[Stored entries]
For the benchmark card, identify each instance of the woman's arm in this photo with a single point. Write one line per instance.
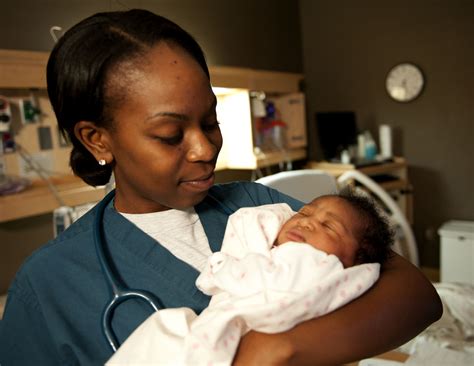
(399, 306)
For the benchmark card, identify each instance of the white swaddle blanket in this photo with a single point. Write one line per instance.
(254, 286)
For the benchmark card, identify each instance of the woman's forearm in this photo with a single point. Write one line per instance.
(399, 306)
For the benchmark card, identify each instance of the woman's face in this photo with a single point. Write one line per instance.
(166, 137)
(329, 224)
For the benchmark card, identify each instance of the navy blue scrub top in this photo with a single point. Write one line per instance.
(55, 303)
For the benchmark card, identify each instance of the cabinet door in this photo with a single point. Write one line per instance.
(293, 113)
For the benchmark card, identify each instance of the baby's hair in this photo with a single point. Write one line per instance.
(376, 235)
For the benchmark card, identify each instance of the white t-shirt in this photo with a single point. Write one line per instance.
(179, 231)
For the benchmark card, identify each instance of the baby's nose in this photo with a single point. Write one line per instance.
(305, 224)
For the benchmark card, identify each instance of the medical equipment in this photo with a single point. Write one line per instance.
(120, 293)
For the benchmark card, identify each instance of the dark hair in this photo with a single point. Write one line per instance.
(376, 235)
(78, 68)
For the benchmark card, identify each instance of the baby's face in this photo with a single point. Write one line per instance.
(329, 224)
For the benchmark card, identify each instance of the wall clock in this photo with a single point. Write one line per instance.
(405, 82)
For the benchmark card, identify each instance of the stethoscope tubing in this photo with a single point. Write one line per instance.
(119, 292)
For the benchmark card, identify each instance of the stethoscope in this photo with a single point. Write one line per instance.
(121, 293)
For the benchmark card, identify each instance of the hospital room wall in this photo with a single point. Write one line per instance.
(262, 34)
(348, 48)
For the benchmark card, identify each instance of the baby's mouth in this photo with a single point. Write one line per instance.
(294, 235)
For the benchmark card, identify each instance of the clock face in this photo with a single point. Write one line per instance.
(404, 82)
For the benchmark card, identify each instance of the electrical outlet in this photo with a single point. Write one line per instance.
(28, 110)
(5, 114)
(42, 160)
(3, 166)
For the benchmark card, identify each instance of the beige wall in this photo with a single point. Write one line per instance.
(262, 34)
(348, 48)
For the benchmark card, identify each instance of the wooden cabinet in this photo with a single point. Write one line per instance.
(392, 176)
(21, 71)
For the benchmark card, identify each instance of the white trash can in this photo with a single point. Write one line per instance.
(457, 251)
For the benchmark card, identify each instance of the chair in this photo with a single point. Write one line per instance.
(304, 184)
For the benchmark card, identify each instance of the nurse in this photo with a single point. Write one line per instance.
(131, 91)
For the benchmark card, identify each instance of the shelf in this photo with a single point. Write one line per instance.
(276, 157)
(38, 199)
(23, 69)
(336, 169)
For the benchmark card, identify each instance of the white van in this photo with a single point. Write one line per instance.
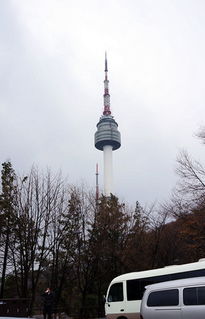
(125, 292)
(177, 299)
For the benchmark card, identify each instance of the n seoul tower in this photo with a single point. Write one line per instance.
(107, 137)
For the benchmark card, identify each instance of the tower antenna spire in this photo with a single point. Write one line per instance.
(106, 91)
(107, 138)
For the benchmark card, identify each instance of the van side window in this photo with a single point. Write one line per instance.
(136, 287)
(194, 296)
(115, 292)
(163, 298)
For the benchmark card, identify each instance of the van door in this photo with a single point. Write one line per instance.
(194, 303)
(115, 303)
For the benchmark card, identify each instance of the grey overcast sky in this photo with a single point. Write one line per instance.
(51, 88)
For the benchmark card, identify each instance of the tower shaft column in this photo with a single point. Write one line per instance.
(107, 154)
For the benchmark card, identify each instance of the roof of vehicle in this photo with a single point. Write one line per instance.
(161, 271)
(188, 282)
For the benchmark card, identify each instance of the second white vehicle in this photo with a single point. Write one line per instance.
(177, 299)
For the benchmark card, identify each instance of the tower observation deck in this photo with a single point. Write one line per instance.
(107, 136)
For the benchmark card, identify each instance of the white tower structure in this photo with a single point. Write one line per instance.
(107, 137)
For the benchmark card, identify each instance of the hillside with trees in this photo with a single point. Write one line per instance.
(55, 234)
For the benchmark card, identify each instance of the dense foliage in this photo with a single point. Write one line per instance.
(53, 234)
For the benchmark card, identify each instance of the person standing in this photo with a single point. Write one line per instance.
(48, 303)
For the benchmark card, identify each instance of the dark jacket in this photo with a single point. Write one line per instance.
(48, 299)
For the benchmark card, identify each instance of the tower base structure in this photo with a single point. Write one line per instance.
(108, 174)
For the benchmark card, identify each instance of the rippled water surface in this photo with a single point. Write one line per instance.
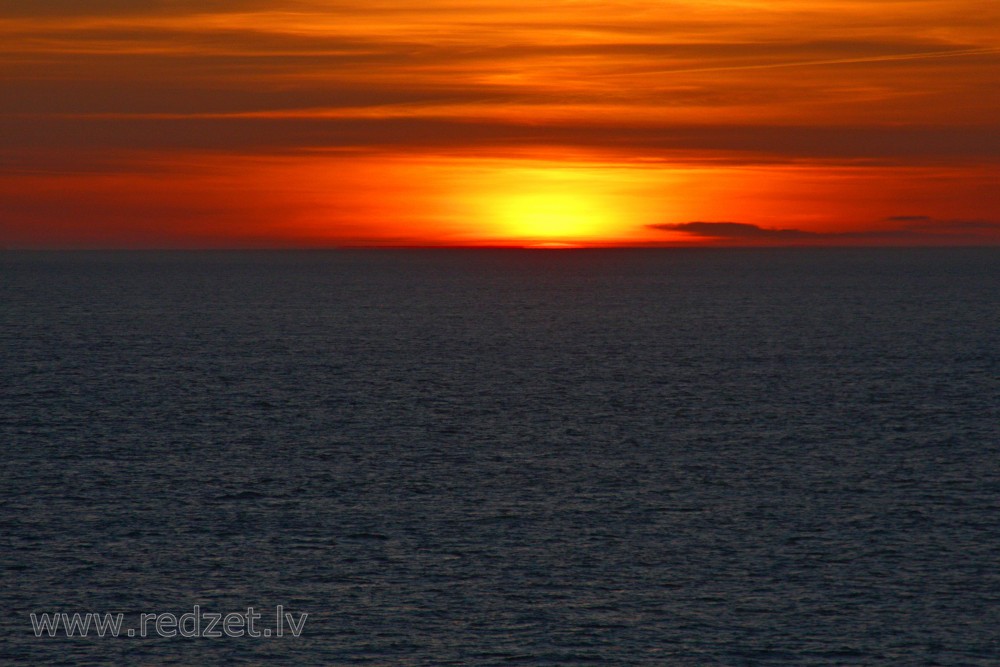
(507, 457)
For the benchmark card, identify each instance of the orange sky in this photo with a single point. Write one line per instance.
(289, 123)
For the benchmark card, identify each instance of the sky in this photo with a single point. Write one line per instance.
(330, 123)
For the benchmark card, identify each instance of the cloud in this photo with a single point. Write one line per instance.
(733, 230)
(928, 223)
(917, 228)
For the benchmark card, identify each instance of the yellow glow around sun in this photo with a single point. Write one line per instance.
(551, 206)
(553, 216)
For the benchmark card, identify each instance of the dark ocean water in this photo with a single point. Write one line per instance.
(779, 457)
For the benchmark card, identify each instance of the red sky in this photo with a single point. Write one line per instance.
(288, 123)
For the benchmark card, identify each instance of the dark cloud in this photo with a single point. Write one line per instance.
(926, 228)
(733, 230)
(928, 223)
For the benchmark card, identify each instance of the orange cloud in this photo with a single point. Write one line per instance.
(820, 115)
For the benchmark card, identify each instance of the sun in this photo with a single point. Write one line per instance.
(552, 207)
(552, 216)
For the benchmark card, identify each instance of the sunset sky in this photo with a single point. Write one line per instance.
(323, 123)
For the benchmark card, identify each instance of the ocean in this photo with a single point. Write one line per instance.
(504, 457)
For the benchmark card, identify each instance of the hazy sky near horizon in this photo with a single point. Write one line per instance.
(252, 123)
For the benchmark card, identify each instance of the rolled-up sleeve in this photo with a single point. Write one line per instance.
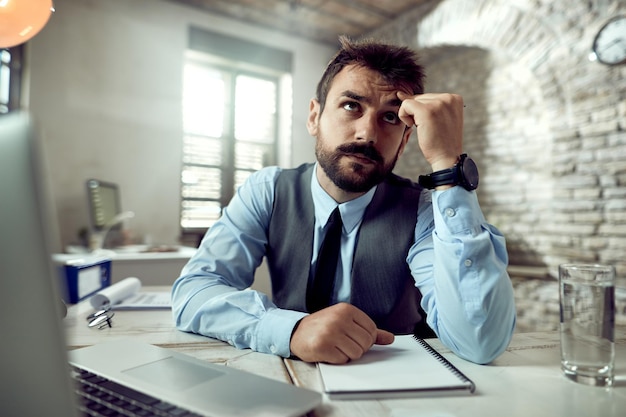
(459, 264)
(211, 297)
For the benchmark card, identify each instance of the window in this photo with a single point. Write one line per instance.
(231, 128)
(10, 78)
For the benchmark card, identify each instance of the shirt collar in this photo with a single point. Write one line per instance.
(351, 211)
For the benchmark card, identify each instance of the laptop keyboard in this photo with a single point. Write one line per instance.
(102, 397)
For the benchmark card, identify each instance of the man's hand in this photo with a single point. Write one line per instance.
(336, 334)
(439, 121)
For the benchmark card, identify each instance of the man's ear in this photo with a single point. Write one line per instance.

- _YOUR TASK_
Leaving all pictures aside, quote each record exactly.

- _SOLUTION TO THIS PROBLEM_
For the benchmark card, identify each instance of the woman's arm in this photo with a single point. Write one line per instance.
(399, 306)
For the benchmark card, identify each instance of the white swaddle blanket in this photo with a single point. Write one line per instance.
(254, 286)
For the benchmark card, identify each instance of the woman's forearm in this photo with a single point. Write one line per instance.
(399, 306)
For the benchmark card, identify each instance of the woman's face in this photo with a single point. Write one line per instance.
(166, 137)
(329, 224)
For the benchmark card, identify each instance of the navy blue scrub top in this photo with a single point. Write one line per instance.
(55, 303)
For the benchmark card, identify each instance of the cabinet door in this photo with a single point. Write one line per instance.
(293, 113)
For the benchmark card, identify each instance of the baby's hair in this photo with a single point. Write one line per instance.
(376, 235)
For the benchmark card, identify each instance of the white t-shirt in this photo with a single point. Write one line per instance.
(179, 231)
For the benchmark card, identify each instance of the baby's nose in this photo with a single point. Write one line per instance.
(305, 224)
For the benchmark card, identify each instance of the medical equipment in this photo with a single point. Write one line per instance.
(120, 293)
For the benchmark card, identify each instance of the dark hair in this photo with a single point. Write one line per instance.
(376, 235)
(78, 68)
For the benchmark card, identify each instance of the baby's face in this photo with a single point. Write one line per instance.
(329, 224)
For the benchmark card, identify each instance of the wall clock in this photo with a single point. Write one line per instance.
(405, 82)
For the benchmark card, identify each instance of the stethoscope tubing in this photo with a single point. Write one line per instance.
(119, 292)
For the benchmark card, identify each instance of the stethoscope in this photo with a single point. Write one line per instance.
(121, 293)
For the benchmark card, identify each instance of the hospital room wall in this photo with a single point. Write one line per instance.
(262, 34)
(348, 48)
For the benchmark card, identify each instance of the baby's mouth in this photo with a single point. Write one line per instance.
(294, 235)
For the benchmark card, identify each instance of the clock face in this photo with a single point. Write one line per instance.
(404, 82)
For the benchmark card, identify each instance of the electrical outlet in this photo with a single point. Write one line per instance.
(28, 110)
(5, 114)
(42, 160)
(3, 166)
For the benchmark card, identify each instance of the beige wall in this photo with a single point. Write one line per instance.
(262, 34)
(348, 48)
For the benchmark card, identify each instance of the wooden cabinet in this photo with a single point. Write one line per instance.
(392, 176)
(21, 71)
For the benchmark card, identify each instance of the white trash can in this photo with a single point. Write one line per instance.
(457, 251)
For the benchmark card, identify each instance of the chair in this photo with a single point. Write one line per instance.
(304, 184)
For the benchmark card, identify each instance of the nurse in this photo with a single point. Write one line per instance.
(131, 91)
For the benchmark card, identify each instance of the shelf in this photo with a single point. Write one line per instance.
(276, 157)
(38, 199)
(23, 69)
(336, 169)
For the benchmark card, identify each instance of the white van in this photo with a single point. Write one line per instance.
(125, 292)
(177, 299)
For the benchmark card, identify each instance of the n seoul tower in this photo with a single point. Write one line per instance.
(107, 137)
For the benchmark card, identify each instance of the tower antenna spire in this photo with a single point. Write one line per instance.
(106, 91)
(107, 138)
For the benchmark card, identify each instance of the van side window in this photo with a single point. Write one line per instance.
(136, 287)
(194, 296)
(115, 292)
(163, 298)
For the benchmark card, identify each instance of the van door in this photo with a single point. Write one line per instance.
(194, 303)
(115, 303)
For the benchmark card, identify each instance of the grey overcast sky in this photo with a single point. Write one line per instance.
(51, 88)
For the benchmark card, identify each instance of the tower shaft column in this photo with a single point. Write one line per instance.
(107, 154)
For the benchmark card, identify each instance of the roof of vehicle in this photo with a single point. Write one line per instance.
(161, 271)
(188, 282)
For the benchmark card, identify each instance of the second white vehicle in this photo with a single point. Write one line per instance.
(177, 299)
For the benchmark card, identify each instance of the tower observation deck in this photo with a single point. Write one line per instance.
(107, 136)
For the benchmark card, identify each instance of the white tower structure in this photo with a single point. Write one line per instance.
(107, 137)
For the benchmark card, identify each instance of the hillside with trees in this photo with a single point. Write one line per instance.
(55, 234)
For the benchmark card, identify each instance of the dense foliage in this photo with a single point. Write one line per instance.
(53, 234)
For the benchmark card, identify each instance of the person standing in this photo with a single point. Write one line per instance.
(48, 303)
For the benchmark card, identify each instance of the dark jacket in this photo with a single point. Write one line per instance.
(48, 299)
For the benchmark card, identify each instance of the tower base structure in this photo with a single point. Write one line per instance.
(108, 174)
For the benchmark card, identify each instance of the rippled water surface in this photo with a single point. Write one line per instance.
(507, 457)
For the benchmark card, identify each instance of the orange sky in this photo with a single point. Write one line per instance.
(289, 123)
For the benchmark card, identify each instance of the sky in this photo with a single point. Write one line per instance.
(330, 123)
For the benchmark card, identify each instance of the cloud in this photo with a single point. Write one line per instance.
(733, 230)
(928, 223)
(917, 228)
For the benchmark card, identify each instance of the yellow glow around sun in this photo with a single point. Write one line per instance.
(551, 206)
(553, 216)
For the benchmark card, identify each instance of the dark ocean water in this photo with a single point. Write one line per instance.
(779, 457)
For the benchmark card, identify each instance of the red sky in this photo with a single point. Write one line per instance.
(288, 123)
For the benchmark card, identify each instance of the dark cloud in this photo with a single point. Write one line per instance.
(926, 228)
(733, 230)
(928, 223)
For the benchmark card, identify each instance of the orange cloud in this photo with a single point. Write one line per instance.
(820, 115)
For the benchmark card, identify each instance of the sun in this photo with a single point. Write one line per instance.
(552, 207)
(552, 216)
For the benchmark card, identify each instance of the sunset sky in this photo with a single point. Write one line per instance.
(323, 123)
For the benchmark card, identify each instance of the ocean in this photo with a single point. Write one line per instance.
(504, 457)
For the benchmark card, identify each instance of the hazy sky near horizon in this photo with a single point. Write one line per instance.
(252, 123)
For the benchmark card, identify each instance of the rolled-up sleeve in this photo with a single point. Write one line per instance.
(459, 264)
(211, 297)
For the benchmark card, identify each instance of the window in this photo with a single point. Write one line per instance.
(231, 128)
(10, 78)
For the benchmark card, identify each instance of the shirt collar in this photo with a single point. Write one line per instance.
(351, 211)
For the benchmark card, identify each instance of the laptop keyboard in this photo with a single point. Write one line per instance.
(102, 397)
For the benchmark card, identify each instance of the man's hand in this photo with a single point. Write one line per instance.
(336, 334)
(439, 121)
For the benchmark card, identify each instance of the man's ear in this photo with a single point. Write one line per instance.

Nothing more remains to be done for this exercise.